■ Your instructions ■
Reproduce the lines of the data block below, from its first line through the line containing "x=597 y=394", both included, and scale every coordinate in the answers by 0.5, rounding to whole numbers with halves rounded up. Give only these lines.

A block of data:
>>>>>

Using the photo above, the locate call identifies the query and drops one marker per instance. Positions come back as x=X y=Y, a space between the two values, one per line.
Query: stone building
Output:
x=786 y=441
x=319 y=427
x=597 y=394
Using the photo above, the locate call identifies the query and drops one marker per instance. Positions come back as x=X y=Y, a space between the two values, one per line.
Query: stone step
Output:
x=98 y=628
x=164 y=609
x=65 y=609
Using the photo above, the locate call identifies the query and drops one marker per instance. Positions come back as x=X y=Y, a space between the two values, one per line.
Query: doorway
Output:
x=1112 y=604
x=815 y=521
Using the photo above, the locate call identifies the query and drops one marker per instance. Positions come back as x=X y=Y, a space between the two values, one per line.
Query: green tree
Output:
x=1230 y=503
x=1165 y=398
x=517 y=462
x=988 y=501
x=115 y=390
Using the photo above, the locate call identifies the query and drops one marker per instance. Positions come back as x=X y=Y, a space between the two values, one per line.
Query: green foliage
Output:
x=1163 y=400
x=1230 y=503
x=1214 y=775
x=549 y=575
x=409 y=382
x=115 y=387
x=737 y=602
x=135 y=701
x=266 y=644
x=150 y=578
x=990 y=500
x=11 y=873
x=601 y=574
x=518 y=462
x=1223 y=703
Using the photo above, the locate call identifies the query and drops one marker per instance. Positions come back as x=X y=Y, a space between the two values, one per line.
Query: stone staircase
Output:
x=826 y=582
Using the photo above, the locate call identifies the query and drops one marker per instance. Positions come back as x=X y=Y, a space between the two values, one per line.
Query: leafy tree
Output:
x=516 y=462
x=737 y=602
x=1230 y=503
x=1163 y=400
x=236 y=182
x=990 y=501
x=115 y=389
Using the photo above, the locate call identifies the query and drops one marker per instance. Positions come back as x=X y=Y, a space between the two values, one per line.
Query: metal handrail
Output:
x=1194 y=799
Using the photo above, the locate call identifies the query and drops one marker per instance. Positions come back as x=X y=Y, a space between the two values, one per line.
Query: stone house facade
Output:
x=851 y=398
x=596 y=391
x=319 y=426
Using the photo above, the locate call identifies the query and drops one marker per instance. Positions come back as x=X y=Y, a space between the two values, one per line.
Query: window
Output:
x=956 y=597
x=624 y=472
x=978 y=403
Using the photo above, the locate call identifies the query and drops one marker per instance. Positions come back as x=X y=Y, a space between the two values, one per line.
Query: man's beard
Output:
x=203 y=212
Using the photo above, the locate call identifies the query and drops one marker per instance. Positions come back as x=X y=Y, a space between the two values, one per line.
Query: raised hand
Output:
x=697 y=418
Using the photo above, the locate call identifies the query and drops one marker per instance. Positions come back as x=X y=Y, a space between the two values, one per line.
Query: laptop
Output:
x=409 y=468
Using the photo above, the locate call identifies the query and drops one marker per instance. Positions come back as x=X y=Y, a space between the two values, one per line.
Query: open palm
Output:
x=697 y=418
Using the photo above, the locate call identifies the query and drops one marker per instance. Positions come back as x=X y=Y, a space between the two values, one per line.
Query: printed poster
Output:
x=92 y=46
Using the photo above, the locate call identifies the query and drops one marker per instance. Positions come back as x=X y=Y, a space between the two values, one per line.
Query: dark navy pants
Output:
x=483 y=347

<<<<<

■ Complete response ■
Using the photo above, the locate call identifies the query and drops one marker per instance. Positions come back as x=X y=Y, a space between the two values, one per line.
Query: stone building
Output:
x=393 y=221
x=160 y=214
x=299 y=197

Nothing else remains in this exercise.